DOCUMENT SECTION Start Marker
UDA Holdings Berhad (formerly Urban Development Authority of Malaysia) is a Malaysian holding company. It served to launch and oversee urban development projects related to business, industry, and housing. It was also tasked with developing urban infrastructure. After undergoing a couple of status changes, it now exists as UDA Holdings Berhad, a publicly listed company.

History
Urban Development Authority of Malaysia (UDA) was established on 12 November 1971 under the Ministry of Public Enterprise. In 1996, it was incorporated and changed its full name to UDA Holdings Sendirian Berhad (UDA Holdings Private Limited). Later in 1999, it changed its status to a public limited company and changed its name to UDA Holdings Berhad. It was subsequently publicly listed on the Main Board of the Kuala Lumpur Stock Exchange (KLSE).
DOCUMENT SECTION End Marker
DATA SECTION Start Marker
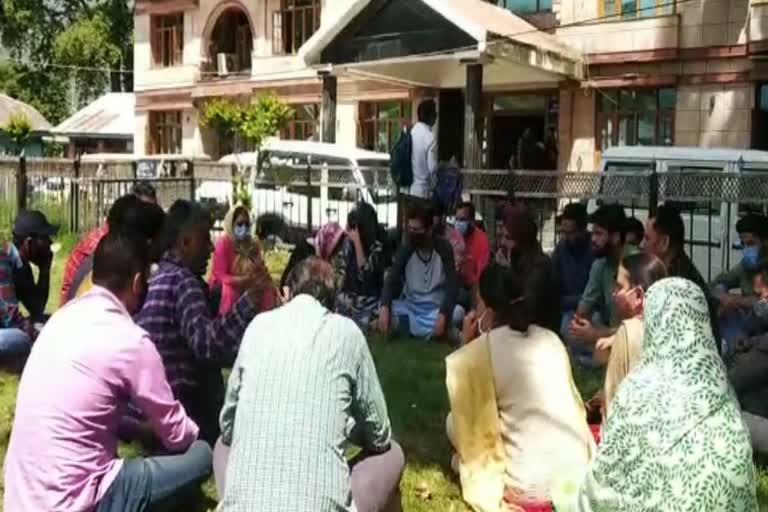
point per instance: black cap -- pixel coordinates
(610, 217)
(576, 212)
(33, 223)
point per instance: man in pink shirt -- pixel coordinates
(63, 446)
(478, 249)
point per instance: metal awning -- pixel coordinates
(425, 42)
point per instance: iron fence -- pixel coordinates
(293, 200)
(710, 202)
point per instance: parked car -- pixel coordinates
(284, 184)
(710, 206)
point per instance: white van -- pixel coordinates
(280, 185)
(710, 224)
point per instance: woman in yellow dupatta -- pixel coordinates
(517, 421)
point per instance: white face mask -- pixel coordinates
(241, 232)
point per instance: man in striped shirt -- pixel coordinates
(304, 387)
(195, 344)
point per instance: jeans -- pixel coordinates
(14, 343)
(156, 483)
(374, 478)
(581, 352)
(418, 320)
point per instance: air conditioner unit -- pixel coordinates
(225, 63)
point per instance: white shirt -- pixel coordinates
(423, 160)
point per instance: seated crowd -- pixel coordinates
(148, 331)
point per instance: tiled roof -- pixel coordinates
(111, 115)
(10, 106)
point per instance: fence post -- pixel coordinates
(511, 188)
(192, 188)
(233, 182)
(653, 191)
(74, 193)
(309, 197)
(21, 184)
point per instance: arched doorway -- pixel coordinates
(230, 42)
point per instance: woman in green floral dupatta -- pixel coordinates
(674, 440)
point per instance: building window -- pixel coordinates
(293, 24)
(167, 40)
(303, 123)
(525, 6)
(165, 132)
(636, 117)
(633, 9)
(381, 123)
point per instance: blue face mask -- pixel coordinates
(760, 309)
(241, 232)
(751, 256)
(462, 226)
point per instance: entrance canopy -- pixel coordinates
(425, 42)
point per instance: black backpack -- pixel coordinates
(400, 167)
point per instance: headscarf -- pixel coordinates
(246, 250)
(674, 438)
(326, 239)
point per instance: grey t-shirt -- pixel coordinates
(425, 278)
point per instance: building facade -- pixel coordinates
(527, 83)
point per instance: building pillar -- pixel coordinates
(328, 108)
(473, 117)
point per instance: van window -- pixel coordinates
(279, 168)
(339, 175)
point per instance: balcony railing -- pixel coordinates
(292, 26)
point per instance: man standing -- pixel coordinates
(477, 248)
(424, 151)
(194, 343)
(298, 394)
(609, 223)
(572, 261)
(423, 269)
(62, 451)
(32, 244)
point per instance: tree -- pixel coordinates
(87, 45)
(250, 124)
(18, 129)
(29, 31)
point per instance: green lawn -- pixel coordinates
(413, 377)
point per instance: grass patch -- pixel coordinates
(413, 377)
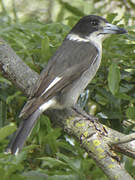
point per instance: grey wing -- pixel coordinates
(68, 71)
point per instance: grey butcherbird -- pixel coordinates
(67, 73)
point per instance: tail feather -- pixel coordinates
(22, 133)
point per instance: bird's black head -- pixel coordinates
(96, 25)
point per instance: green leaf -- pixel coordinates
(45, 48)
(52, 162)
(7, 130)
(113, 78)
(130, 112)
(111, 17)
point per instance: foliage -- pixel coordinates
(50, 154)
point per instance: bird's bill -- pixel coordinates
(113, 29)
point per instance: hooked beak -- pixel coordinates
(113, 29)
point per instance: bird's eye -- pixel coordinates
(94, 23)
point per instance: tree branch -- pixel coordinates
(93, 136)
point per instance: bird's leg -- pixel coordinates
(81, 112)
(99, 127)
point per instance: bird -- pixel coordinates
(66, 75)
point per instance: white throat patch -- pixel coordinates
(94, 38)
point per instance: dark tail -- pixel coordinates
(22, 133)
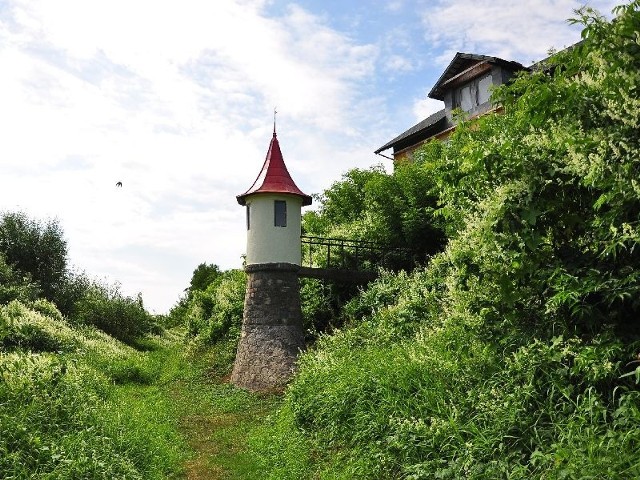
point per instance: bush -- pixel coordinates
(216, 313)
(34, 248)
(514, 353)
(104, 307)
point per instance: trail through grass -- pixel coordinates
(214, 418)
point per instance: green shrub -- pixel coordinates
(106, 308)
(216, 313)
(514, 353)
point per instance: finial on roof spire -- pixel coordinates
(274, 121)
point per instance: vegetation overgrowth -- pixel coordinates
(514, 352)
(502, 341)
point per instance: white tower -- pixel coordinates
(274, 209)
(272, 334)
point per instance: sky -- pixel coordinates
(176, 100)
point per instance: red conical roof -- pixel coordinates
(274, 176)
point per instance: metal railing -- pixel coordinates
(340, 253)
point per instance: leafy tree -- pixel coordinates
(14, 286)
(35, 248)
(204, 275)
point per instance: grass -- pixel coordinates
(216, 419)
(76, 403)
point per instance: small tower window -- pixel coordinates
(280, 213)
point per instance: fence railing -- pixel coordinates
(340, 253)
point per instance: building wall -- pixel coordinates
(267, 243)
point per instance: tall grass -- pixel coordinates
(62, 414)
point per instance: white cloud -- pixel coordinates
DATA SECTION End Marker
THINGS TO DO -
**1)** According to the UDA Holdings passage, on what date was the Urban Development Authority of Malaysia established?
**2)** Extend the UDA Holdings passage, picking up after its final sentence.
The items are independent material with no connection to the UDA Holdings passage.

RESULTS IN ORDER -
**1)** 12 November 1971.

**2)**
Real estate and property

Development
UDA develops and reappropriates urban structures as it sees fit. Although this is mainly confined to redeveloping "dilapidated buildings", UDA is also responsible for conservation of historic urban buildings. Several new towns have been developed by UDA, including the Bandar Tun Hussein Onn in Cheras; Bandar UDA Utama in Pulai; Bandar Pauh Jaya in Permatang Pauh; Tanjung Tokong in Penang; Bandar Baru UDA in Johor Bahru; Pusat Bandar Tampoi in Johor Bahru; and Skudai Kanan in Johor Bahru. The development projects of UDA are implemented by its subsidiaries, PNS Development, UDA-Murni Development, UDAPEC, SBBU, and PERUDA Development.

A joint venture development between UDA, EPF and EcoWorld was announced in 2016 to develop the Bukit Bintang City Centre (BBCC), a fully integrated development located at the former site of Pudu Jail, with the project 40% owned by UDA, 40% owned by Eco World Development Group Berhad and 20% owned by EPF.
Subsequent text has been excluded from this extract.